==== EXCERPTED DATA

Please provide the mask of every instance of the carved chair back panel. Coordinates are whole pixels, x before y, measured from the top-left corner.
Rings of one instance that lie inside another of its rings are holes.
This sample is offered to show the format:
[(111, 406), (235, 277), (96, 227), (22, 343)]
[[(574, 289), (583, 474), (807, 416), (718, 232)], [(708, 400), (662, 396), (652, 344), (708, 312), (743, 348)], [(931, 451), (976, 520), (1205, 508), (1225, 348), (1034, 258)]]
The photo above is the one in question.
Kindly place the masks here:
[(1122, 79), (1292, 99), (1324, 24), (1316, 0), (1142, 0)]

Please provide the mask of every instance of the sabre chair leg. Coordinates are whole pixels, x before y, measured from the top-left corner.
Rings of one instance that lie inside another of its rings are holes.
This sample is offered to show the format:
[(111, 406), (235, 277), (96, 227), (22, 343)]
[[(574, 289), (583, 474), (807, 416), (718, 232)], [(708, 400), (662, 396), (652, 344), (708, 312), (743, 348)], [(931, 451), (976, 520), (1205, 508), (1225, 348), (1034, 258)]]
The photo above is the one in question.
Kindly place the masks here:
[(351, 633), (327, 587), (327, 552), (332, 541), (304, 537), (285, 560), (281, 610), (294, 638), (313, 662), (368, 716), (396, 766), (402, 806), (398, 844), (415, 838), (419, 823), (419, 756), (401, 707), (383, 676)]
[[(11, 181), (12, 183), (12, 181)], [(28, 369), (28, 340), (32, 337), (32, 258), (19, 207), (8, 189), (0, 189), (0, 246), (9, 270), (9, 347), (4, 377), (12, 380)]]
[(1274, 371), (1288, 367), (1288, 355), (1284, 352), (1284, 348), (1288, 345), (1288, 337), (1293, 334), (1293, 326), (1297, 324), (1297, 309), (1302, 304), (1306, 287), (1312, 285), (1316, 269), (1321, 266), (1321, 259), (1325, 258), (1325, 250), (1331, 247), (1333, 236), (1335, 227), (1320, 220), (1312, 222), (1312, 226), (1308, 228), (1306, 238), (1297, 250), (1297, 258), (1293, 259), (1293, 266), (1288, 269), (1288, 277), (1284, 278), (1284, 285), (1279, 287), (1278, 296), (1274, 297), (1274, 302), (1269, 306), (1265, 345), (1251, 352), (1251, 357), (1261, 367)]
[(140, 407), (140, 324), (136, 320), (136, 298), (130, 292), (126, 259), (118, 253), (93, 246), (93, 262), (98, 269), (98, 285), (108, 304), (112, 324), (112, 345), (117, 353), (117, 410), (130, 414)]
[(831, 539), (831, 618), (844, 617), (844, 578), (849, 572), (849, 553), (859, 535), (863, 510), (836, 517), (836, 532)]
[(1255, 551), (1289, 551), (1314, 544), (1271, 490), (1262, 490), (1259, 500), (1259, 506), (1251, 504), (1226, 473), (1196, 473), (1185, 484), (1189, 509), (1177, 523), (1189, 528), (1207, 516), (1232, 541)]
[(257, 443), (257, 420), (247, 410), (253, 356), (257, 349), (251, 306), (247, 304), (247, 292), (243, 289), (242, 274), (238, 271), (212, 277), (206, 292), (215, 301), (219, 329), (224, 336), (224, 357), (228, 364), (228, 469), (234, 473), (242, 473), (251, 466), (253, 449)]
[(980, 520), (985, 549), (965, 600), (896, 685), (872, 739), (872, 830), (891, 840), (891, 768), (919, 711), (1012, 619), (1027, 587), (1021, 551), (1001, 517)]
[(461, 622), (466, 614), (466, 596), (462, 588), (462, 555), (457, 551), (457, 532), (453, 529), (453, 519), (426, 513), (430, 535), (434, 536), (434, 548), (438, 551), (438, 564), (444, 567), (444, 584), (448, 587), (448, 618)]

========

INSTRUCTION:
Add 97 to every coordinate in the answer outlines, and reproduce the material from its first line up to and including the line with "[(1122, 79), (1292, 99), (1324, 24), (1316, 0), (1142, 0)]", requests included. Leave the numbers in the requests and their format samples unchanged.

WRITTEN SOLUTION:
Please provide the mask of every instance of the carved chair back panel. Coordinates are whole pixels, x before y, measured from the top-left corner.
Rings of one instance that lie inside another of its rings are holes.
This sample is offered to show the format:
[(111, 406), (235, 277), (96, 227), (22, 343)]
[[(574, 289), (583, 474), (807, 416), (718, 232)], [(708, 400), (662, 396), (652, 344), (708, 312), (743, 348)], [(931, 451), (976, 520), (1205, 508), (1225, 348), (1034, 258)]]
The photo above is the one in question.
Kindly place the masks here:
[(1219, 176), (1389, 196), (1421, 121), (1413, 97), (1239, 97)]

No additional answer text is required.